Set problem ->
Replace "fresco" with "mural" in everything from the line containing "ceiling fresco, which" down through the last of the lines. Give back only those lines, with nothing else changed.

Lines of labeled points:
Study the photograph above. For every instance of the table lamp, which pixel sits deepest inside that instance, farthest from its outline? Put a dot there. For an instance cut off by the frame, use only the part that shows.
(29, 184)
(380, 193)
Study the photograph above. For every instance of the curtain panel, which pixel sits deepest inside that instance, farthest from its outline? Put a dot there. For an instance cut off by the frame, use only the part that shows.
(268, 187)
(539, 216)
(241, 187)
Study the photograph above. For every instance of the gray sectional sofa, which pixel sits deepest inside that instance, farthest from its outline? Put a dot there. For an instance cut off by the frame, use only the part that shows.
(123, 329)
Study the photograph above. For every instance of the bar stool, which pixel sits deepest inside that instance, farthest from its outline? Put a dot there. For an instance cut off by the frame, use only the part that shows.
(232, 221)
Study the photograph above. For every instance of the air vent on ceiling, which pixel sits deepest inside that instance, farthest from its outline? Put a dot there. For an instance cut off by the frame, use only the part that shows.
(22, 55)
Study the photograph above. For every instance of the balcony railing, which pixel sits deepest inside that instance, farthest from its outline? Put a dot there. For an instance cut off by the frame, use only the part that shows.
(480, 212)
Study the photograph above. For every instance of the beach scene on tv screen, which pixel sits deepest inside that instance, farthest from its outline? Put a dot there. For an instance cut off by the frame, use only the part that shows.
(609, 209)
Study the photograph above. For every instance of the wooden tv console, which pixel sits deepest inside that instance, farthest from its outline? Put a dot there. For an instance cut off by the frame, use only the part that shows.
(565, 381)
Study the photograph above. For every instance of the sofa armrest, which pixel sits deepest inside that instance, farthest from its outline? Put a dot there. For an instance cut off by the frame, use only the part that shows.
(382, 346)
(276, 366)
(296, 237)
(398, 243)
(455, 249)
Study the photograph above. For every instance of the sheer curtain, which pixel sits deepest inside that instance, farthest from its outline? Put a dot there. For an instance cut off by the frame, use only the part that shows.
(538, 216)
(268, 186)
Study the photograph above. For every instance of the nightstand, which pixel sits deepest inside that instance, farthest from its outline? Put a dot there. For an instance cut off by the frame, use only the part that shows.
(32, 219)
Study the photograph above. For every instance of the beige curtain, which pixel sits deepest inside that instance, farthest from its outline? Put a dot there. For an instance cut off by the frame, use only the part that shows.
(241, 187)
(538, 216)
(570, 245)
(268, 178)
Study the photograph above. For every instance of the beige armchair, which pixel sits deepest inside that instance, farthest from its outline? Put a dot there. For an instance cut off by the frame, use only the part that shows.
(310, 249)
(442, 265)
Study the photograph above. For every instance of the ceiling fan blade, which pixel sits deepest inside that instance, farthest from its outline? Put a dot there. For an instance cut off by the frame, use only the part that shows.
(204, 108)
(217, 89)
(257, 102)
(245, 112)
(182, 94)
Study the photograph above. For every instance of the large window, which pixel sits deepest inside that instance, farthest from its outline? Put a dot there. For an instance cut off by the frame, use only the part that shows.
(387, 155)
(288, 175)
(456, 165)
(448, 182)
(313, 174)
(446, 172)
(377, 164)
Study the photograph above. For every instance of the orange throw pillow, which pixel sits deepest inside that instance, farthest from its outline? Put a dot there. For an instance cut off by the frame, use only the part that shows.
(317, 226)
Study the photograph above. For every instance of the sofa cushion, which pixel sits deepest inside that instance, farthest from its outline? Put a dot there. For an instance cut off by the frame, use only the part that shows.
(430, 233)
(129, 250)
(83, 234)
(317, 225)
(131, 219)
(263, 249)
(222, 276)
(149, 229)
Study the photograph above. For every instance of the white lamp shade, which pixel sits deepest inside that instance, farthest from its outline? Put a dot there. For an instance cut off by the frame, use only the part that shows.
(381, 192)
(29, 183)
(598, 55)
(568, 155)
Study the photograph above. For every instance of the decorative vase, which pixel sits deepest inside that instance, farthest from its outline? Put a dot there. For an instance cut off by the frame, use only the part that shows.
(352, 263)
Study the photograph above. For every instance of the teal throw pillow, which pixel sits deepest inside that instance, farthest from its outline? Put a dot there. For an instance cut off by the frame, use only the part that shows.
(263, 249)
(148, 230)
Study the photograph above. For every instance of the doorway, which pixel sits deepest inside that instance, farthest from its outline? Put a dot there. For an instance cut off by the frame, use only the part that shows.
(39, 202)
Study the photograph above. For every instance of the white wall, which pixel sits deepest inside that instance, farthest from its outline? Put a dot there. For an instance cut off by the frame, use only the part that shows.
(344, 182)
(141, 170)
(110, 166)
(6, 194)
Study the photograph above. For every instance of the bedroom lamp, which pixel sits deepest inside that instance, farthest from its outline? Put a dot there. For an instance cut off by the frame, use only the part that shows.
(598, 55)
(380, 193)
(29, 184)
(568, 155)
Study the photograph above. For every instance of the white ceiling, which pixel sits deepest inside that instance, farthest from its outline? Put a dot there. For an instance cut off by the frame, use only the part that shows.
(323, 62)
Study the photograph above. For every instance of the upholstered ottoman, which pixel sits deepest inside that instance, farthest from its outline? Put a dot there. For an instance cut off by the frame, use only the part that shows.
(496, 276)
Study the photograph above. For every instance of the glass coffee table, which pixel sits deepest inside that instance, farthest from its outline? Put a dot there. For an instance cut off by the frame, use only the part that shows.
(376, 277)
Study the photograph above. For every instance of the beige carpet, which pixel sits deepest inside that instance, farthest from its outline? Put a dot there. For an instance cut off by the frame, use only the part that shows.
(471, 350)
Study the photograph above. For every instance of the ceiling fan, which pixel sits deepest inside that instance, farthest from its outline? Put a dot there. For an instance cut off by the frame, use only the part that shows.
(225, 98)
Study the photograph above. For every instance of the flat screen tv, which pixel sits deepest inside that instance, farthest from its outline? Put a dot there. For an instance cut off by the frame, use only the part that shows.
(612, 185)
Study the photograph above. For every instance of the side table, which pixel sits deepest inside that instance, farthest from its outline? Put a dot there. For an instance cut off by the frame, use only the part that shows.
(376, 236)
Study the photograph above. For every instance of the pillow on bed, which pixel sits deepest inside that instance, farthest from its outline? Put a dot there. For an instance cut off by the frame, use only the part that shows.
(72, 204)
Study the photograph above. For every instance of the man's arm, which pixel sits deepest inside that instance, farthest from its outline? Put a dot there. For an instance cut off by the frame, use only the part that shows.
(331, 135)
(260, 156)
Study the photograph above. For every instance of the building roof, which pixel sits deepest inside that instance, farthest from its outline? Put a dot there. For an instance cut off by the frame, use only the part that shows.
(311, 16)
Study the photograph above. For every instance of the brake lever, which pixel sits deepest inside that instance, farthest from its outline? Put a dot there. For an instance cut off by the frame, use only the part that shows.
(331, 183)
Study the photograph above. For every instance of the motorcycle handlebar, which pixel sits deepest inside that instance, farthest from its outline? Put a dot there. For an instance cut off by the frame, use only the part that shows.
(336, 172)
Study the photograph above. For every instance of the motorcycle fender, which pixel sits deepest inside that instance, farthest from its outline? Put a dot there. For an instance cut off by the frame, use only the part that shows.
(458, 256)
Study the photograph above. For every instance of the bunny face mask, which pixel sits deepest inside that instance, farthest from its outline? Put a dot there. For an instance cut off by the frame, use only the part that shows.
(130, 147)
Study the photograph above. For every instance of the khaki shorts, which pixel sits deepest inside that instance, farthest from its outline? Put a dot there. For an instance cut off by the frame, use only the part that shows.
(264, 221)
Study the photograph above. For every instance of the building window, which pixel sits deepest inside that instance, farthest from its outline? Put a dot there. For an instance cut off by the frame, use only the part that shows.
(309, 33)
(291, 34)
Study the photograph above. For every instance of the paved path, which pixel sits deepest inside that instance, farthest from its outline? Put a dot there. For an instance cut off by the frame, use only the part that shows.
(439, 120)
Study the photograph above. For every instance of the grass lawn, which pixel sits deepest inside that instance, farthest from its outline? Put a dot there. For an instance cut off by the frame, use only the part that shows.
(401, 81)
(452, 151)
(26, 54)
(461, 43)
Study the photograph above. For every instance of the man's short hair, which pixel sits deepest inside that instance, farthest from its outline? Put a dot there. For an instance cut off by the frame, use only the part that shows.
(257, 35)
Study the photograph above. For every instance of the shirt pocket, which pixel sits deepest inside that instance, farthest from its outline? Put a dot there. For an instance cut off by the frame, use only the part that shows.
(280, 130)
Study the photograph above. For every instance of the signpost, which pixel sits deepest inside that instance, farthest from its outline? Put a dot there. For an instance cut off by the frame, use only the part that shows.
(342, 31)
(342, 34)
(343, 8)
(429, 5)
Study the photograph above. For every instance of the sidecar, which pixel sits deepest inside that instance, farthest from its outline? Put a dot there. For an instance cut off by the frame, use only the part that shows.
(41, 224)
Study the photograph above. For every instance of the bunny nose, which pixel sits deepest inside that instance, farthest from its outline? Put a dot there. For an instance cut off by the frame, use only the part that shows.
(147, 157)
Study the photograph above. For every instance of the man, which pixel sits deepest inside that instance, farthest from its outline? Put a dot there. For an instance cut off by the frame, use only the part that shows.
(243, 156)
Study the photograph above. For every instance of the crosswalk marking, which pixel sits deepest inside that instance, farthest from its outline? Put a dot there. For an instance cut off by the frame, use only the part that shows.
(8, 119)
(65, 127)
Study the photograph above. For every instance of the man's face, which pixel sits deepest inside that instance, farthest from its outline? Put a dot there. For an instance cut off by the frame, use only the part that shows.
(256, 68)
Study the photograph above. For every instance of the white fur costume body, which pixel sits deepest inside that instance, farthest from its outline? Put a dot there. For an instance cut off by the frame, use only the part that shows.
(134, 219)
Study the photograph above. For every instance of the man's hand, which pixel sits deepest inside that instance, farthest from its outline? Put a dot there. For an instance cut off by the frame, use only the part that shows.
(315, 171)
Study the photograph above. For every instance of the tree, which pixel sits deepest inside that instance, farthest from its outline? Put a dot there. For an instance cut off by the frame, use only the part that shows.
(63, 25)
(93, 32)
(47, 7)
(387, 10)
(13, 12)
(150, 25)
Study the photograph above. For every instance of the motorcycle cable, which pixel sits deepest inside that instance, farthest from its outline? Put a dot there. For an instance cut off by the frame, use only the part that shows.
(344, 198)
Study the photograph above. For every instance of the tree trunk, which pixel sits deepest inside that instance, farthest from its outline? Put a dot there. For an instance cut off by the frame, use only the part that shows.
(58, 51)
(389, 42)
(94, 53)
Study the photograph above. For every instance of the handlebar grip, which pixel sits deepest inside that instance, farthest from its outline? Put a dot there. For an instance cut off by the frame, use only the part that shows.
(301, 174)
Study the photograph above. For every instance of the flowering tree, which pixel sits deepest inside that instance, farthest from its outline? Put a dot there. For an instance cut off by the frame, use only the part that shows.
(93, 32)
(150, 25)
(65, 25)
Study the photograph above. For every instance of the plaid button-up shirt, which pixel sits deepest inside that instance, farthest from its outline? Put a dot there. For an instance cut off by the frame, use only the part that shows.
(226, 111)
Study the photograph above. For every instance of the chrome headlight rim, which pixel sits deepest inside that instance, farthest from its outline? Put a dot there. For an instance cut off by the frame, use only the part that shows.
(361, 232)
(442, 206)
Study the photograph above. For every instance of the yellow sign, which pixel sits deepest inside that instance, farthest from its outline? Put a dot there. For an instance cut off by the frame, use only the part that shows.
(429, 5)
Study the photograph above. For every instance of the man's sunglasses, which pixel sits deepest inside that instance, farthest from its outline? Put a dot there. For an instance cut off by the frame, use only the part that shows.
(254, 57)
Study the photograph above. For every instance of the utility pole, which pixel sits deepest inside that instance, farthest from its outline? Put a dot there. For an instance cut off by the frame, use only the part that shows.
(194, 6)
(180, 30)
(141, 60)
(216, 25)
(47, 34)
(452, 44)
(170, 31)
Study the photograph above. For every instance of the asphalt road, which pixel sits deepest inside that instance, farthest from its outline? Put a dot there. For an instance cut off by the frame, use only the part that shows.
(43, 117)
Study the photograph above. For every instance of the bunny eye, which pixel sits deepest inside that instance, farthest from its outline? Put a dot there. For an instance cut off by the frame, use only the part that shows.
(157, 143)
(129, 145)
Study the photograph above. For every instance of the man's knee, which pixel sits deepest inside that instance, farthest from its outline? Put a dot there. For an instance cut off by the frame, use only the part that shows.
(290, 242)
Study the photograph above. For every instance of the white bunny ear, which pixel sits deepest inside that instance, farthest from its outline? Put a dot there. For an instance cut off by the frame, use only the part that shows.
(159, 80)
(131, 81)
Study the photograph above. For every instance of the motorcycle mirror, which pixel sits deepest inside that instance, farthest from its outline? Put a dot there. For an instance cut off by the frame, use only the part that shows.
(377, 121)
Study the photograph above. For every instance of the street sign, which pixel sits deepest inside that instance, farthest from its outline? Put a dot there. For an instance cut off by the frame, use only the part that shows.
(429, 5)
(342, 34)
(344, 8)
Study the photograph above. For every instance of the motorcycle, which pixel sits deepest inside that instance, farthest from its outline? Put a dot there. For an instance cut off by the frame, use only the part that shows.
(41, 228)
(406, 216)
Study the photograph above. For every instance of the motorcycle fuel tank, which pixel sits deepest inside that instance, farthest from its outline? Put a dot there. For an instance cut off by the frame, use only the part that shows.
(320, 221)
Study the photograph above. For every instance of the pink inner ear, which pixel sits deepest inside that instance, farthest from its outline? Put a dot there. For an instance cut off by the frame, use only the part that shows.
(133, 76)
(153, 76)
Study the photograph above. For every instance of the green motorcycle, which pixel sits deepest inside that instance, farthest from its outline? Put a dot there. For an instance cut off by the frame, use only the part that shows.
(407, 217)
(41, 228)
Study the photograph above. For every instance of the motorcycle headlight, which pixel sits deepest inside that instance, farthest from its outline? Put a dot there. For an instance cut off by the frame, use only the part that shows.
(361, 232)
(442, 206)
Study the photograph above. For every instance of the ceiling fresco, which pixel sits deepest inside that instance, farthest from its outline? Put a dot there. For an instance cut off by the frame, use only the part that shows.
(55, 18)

Completed exercise ->
Study the photograph above. For every instance of the ceiling mural, which pixel sits deepest inside that instance, farthest from its outline? Put a dot there. For an instance cut off by the frame, use only the part that shows.
(55, 18)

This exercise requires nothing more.